What is being asked>
Set down these lines verbatim, starting at the line that contains "written as (657,98)." and continuing through the end of the entries, with both ends included. Omit the pictures from your answer.

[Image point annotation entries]
== == ==
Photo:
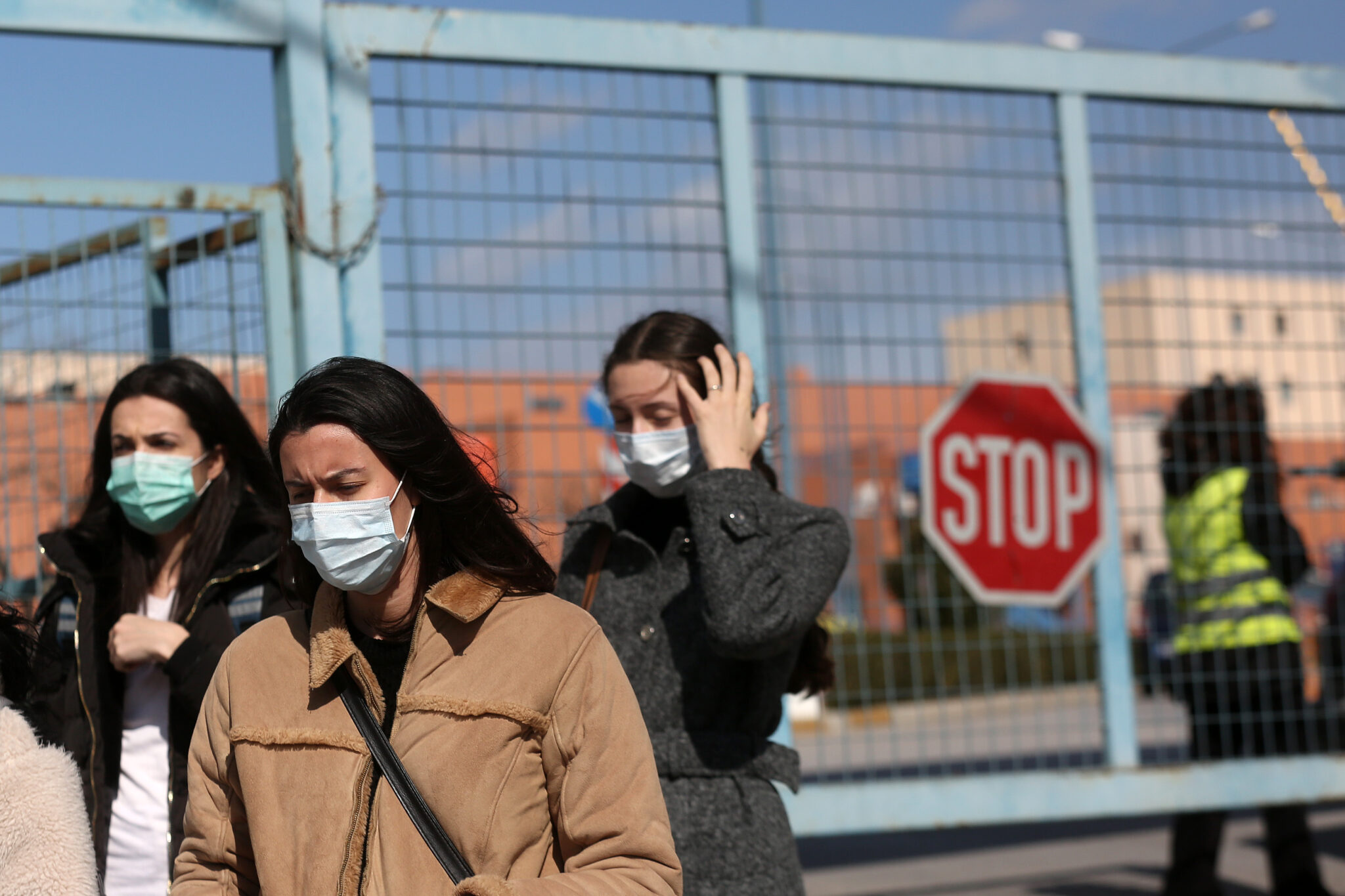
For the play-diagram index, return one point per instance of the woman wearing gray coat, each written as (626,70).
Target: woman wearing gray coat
(708,582)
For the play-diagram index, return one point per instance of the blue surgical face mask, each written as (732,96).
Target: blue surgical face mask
(155,492)
(353,544)
(661,461)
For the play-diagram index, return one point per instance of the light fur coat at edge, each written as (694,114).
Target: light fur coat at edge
(45,842)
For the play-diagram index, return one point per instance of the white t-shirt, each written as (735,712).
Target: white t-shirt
(139,842)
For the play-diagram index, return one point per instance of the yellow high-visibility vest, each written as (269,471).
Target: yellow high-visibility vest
(1227,594)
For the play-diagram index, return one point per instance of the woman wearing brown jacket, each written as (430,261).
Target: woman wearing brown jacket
(506,704)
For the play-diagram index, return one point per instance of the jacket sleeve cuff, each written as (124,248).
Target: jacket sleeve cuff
(185,658)
(732,499)
(485,885)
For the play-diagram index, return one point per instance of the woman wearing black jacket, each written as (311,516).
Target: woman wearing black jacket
(171,559)
(708,582)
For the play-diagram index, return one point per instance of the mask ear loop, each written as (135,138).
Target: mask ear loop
(399,490)
(208,481)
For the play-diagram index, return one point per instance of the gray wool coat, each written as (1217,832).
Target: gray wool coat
(709,631)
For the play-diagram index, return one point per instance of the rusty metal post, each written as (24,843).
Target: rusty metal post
(303,133)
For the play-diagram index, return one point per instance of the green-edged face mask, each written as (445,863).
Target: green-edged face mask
(155,490)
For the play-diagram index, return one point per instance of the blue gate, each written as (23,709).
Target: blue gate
(483,199)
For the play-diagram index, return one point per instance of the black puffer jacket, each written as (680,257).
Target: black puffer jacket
(81,708)
(707,601)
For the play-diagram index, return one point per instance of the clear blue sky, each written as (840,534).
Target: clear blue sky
(119,109)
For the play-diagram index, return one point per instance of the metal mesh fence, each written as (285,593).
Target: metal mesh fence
(85,296)
(1220,258)
(914,237)
(531,213)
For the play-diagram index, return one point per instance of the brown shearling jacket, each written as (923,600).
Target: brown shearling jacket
(514,719)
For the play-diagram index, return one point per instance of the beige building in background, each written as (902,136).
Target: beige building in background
(1168,331)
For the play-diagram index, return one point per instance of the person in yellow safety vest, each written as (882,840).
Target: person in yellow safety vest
(1234,558)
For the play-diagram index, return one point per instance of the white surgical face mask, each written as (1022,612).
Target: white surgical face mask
(661,461)
(353,544)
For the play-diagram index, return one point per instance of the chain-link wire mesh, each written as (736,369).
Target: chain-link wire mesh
(911,238)
(1222,259)
(531,213)
(87,295)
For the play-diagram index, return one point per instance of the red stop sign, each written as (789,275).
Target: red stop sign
(1011,486)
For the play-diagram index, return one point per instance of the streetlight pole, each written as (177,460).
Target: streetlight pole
(1258,20)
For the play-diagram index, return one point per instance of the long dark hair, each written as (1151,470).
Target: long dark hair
(1214,426)
(677,340)
(463,522)
(246,494)
(18,654)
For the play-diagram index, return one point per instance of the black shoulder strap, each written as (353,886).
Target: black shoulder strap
(401,784)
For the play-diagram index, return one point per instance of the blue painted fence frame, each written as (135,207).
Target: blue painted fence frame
(326,142)
(265,202)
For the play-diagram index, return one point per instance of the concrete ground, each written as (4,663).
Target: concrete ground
(1110,857)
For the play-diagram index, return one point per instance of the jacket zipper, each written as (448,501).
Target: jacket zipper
(369,766)
(221,580)
(361,785)
(84,703)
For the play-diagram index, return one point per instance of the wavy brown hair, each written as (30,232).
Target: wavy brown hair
(677,341)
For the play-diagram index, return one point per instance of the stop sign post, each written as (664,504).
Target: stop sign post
(1011,490)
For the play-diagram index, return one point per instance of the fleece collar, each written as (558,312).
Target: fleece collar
(462,595)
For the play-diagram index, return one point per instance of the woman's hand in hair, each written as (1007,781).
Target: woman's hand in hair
(728,430)
(137,640)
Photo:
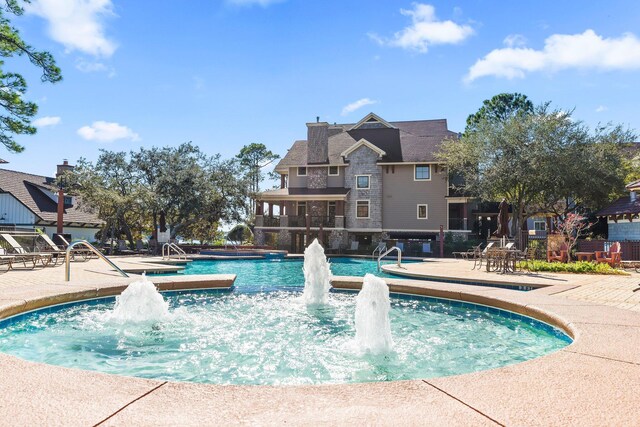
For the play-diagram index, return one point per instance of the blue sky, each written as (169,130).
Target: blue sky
(227,73)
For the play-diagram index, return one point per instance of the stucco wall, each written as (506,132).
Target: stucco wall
(624,230)
(296,181)
(363,162)
(336,181)
(402,195)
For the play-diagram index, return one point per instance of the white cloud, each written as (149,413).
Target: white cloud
(356,105)
(101,131)
(46,121)
(90,67)
(561,51)
(77,24)
(425,30)
(263,3)
(515,40)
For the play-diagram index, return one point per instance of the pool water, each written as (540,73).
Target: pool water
(280,272)
(261,332)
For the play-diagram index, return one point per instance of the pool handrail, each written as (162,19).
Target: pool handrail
(387,252)
(67,259)
(182,255)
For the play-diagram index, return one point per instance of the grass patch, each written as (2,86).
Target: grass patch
(578,267)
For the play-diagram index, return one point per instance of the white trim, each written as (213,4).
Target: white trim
(359,144)
(372,116)
(334,205)
(426,208)
(368,187)
(414,172)
(368,209)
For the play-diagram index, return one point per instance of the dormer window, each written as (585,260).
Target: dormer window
(422,173)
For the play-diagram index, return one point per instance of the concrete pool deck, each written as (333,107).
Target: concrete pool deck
(594,381)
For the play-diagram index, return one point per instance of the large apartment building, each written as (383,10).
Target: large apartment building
(363,183)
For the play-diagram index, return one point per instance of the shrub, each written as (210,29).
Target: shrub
(578,267)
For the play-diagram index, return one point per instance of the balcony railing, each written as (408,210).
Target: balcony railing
(456,224)
(315,221)
(325,221)
(271,221)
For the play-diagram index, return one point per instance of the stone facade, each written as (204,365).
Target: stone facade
(317,143)
(317,177)
(363,162)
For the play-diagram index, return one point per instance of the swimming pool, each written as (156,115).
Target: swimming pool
(287,272)
(269,336)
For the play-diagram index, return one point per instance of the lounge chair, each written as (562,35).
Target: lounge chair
(24,256)
(58,252)
(613,256)
(560,255)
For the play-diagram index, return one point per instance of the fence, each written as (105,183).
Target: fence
(630,248)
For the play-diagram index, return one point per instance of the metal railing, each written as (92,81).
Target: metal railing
(271,221)
(166,251)
(67,259)
(379,249)
(387,252)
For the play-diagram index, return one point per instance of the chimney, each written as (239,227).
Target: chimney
(65,166)
(317,142)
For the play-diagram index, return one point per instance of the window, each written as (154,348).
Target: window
(331,209)
(422,173)
(362,182)
(302,208)
(362,209)
(423,211)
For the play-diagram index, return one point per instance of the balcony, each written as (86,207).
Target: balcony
(457,224)
(271,221)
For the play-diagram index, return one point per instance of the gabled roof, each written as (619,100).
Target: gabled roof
(622,206)
(372,119)
(30,190)
(405,141)
(363,143)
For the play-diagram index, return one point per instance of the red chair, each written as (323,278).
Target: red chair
(560,255)
(613,256)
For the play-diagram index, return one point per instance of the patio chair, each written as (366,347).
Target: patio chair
(24,256)
(473,253)
(560,255)
(482,256)
(613,256)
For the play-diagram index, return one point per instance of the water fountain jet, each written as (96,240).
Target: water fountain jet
(140,302)
(373,329)
(317,275)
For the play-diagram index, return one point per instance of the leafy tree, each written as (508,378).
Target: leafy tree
(253,158)
(537,160)
(500,108)
(16,119)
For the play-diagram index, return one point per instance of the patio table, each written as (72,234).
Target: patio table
(585,256)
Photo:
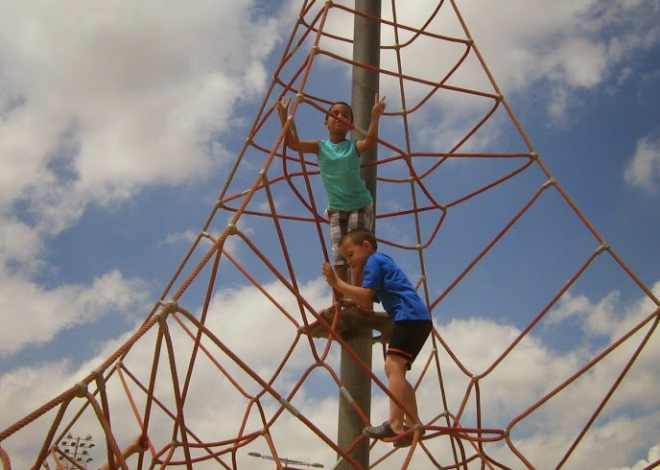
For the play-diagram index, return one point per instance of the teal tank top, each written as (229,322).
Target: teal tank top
(340,172)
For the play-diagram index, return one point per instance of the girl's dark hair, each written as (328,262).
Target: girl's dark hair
(345,104)
(360,235)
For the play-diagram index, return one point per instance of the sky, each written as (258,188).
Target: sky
(120,125)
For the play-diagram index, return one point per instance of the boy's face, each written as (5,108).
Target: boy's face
(356,254)
(342,111)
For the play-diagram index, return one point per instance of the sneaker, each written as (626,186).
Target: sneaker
(379,432)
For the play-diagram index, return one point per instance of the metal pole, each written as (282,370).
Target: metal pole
(366,50)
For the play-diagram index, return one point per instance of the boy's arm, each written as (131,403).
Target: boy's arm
(360,295)
(371,139)
(291,139)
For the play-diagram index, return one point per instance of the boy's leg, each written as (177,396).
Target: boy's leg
(395,369)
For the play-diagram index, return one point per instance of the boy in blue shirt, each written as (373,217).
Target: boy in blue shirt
(350,204)
(384,282)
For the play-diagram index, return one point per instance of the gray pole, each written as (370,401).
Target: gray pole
(366,50)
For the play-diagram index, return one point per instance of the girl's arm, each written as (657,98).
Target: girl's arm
(291,139)
(371,139)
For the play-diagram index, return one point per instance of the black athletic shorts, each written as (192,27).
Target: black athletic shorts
(408,338)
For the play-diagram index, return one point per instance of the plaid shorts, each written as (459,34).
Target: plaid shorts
(342,222)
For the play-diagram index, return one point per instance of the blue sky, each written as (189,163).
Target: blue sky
(115,143)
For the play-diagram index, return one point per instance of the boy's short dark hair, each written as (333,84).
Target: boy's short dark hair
(360,235)
(343,103)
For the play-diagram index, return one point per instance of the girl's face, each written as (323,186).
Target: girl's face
(339,110)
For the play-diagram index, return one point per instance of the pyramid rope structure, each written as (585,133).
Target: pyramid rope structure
(269,222)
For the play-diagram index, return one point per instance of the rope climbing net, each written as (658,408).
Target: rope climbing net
(464,204)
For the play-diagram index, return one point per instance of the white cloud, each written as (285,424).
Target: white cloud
(37,314)
(96,105)
(256,332)
(643,171)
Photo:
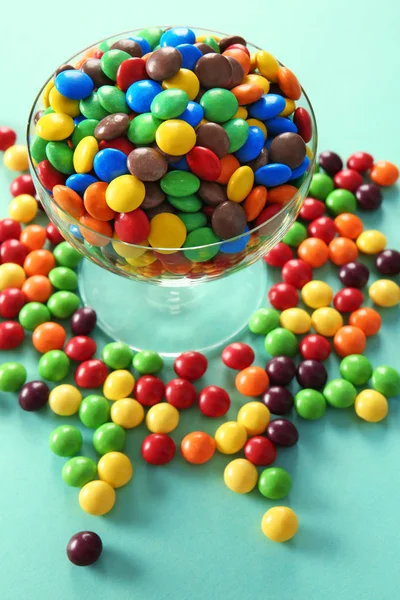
== == ==
The result>
For the play-diagram index, return one point per instance of the girl's arm, each written as (657,98).
Target: girl's arm
(291,139)
(371,139)
For the play-diagram index, return one point per instance of the black athletic shorts, each written as (192,27).
Target: black athletic shorts
(408,338)
For the play-diagram index, return one point per instance of the plaid shorts, each written as (459,34).
Target: plaid shorts
(342,222)
For the play-diagram index, return one point per instance of the blue sky, each written as (189,163).
Target: blue sky
(115,143)
For the play-diagram index, return one point per instance of the boy's short dark hair, each written as (333,84).
Target: boy's short dark hair
(360,235)
(343,103)
For the play-diagram index, return one point per instance of the girl's face, each written as (323,186).
Target: girl's face
(339,110)
For the play-diagram index, return one point per instance of the pyramid rope structure, each written as (585,133).
Target: pyramid rope structure
(269,222)
For the play-diagram index, return one point per instance of the rope climbing net, each written as (658,408).
Target: rope climbing net
(464,204)
For the play-diagram index, return one point per instance of the white cloud, each written as (285,424).
Target: white cloud
(37,314)
(96,105)
(256,332)
(643,171)
Photo:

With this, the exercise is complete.